> [TRAVAIL À FAIRE]:
[a] Mettez à jour le passage du texte sur la sépulture des princes qui commence par les mots « Fondements religieux, anthropologiques » et finit par « Jacob et Joseph. » : remplacez « tombeau » par « caveau ».
[b] D'après le texte sur la sépulture des princes, en quelle année le pape Léon III fixe-t-il la règle sur l'enterrement des défunts avec leurs ancêtres ?
[c] Poursuivez le texte sur la sépulture des princes à partir de l'endroit où il s'arrête.

> [TEXTE CHOISI]:
========

Fondements religieux, anthropologiques et politiques de la sépulture des princes dans la tombe des pères
Du pont de vue religieux, Murielle Gaude-Ferragu réfère d'abord au traité de Saint-Augustin* «sur les devoirs à rendre aux morts» (De cura pro mortis gerenda) qui, sans rompre avec la tradition du monde romain d'inhumer les morts dans le sepulcrum patrium, estime que la sépulture des corps n'est pas nécessaire au salut des âmes. Dès 816 cependant, le pape Léon III établit la règle selon laquelle les défunts, qui n'avaient pas manifesté d'autre choix, devraient être ensevelis dans le tombeau de leurs ancêtres, comme le demandèrent les patriarches Abraham, Isaac, Jacob et Joseph.
Du point de anthropologique, on relève «l'importance accordée au retour à la terre-mère et à l'inhumation auprès des ancêtres comme s'il importait que l'après-mort prolonge la vie vécue dans un monde connu. On souhaite retrouver ses proches dans la tombe, comme si leur présence apportait un sentiment de sécurité et de réconfort. [...] Des moralistes évoquent des résurrections temporaires, des écrits de médecins signalent que certains corps continuent à bouger sur la table d'embaumement et, dans la tombe, des cadavres saignent en présence de leur meurtrier. Le corps mort garde donc une valeur symbolique puissante et il apparaît indispensable de le ramener, même de loin, pour l'inhumer près de ses proches.»

========

> [EXTRAITS DE DONNÉES]:
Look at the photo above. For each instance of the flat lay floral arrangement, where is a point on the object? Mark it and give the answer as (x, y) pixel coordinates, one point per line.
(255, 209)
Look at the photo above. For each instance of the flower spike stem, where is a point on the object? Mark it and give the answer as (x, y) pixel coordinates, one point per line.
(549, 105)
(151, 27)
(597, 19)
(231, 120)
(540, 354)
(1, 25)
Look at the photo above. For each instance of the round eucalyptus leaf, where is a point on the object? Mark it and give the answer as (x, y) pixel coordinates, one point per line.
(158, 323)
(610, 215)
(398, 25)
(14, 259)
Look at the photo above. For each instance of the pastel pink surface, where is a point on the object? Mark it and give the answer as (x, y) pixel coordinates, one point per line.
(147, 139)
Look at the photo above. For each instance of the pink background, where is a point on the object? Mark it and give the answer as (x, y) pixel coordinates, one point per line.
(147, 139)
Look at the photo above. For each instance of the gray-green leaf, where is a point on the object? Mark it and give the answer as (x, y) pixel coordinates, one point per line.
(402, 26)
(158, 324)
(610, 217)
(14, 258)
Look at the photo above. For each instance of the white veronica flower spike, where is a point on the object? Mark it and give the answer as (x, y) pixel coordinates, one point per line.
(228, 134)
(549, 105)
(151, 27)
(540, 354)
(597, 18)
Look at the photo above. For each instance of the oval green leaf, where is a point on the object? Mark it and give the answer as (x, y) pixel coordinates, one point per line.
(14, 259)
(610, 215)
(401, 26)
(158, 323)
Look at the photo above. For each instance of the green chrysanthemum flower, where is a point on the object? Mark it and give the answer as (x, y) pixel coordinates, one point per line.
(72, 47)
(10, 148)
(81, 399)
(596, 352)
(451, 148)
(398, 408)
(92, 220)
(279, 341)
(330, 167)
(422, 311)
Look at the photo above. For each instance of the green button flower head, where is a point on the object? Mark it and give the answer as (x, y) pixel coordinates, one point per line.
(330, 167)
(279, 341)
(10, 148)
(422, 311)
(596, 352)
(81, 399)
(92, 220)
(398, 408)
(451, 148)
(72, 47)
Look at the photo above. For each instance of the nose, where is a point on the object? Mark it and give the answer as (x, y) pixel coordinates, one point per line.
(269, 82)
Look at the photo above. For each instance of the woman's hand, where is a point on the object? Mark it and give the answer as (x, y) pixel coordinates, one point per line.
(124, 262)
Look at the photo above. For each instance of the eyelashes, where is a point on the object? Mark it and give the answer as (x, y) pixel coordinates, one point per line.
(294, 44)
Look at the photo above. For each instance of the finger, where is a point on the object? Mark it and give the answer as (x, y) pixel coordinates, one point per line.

========

> [RÉPONSES CI-DESSOUS]:
[a]
Fondements religieux, anthropologiques et politiques de la sépulture des princes dans la tombe des pères
Du pont de vue religieux, Murielle Gaude-Ferragu réfère d'abord au traité de Saint-Augustin* «sur les devoirs à rendre aux morts» (De cura pro mortis gerenda) qui, sans rompre avec la tradition du monde romain d'inhumer les morts dans le sepulcrum patrium, estime que la sépulture des corps n'est pas nécessaire au salut des âmes. Dès 816 cependant, le pape Léon III établit la règle selon laquelle les défunts, qui n'avaient pas manifesté d'autre choix, devraient être ensevelis dans le caveau de leurs ancêtres, comme le demandèrent les patriarches Abraham, Isaac, Jacob et Joseph.

[b] En 816.

[c]
(p. 76)
Cette importance de rendre à sa terre et à sa famille le corps d'un défunt se révèle dans le cas de la sépulture du corps de Charles le Téméraire. Inhumé en 1477 dans la nécropole des ducs de Lorraine, à la collégiale Saint-Georges de Nancy, il repose en territoire de l'ennemi vaincu. Il a fallu attendre jusqu'en 1550 l'accord de Christine de Danemark, régente de la Lorraine, à la demande de Charles Quint, de transférer le cadavre du duc à Bruges et de l'ensevelir dans l'église Notre-Dame, dans le tombeau familial auprès de sa fille unique Marie de Bourgogne (1457-1482).
Au plan politique, en constituant des nécropoles, les princes adoptent le modèle royal, ils créent leur propre «Saint-Denis» non seulement pour honorer leur mémoire, mais aussi afin d'assurer la continuité de leur dynastie et d'asseoir leur pouvoir sur le prestige de leur sang. Les lieux de leur sépulture sont situés souvent au coeur de leurs principautés dans leurs capitales, soit dans la cathédrale, dans une église collégiale ou abbatiale, dans une Sainte Chapelle ou dans des monastères d'ordres dits aristocratiques comme les Célestins ou les Chartreux, rarement dans les églises des ordres mendiants où repose les membres de la moyenne et petite noblesse, les marchands et les artisans.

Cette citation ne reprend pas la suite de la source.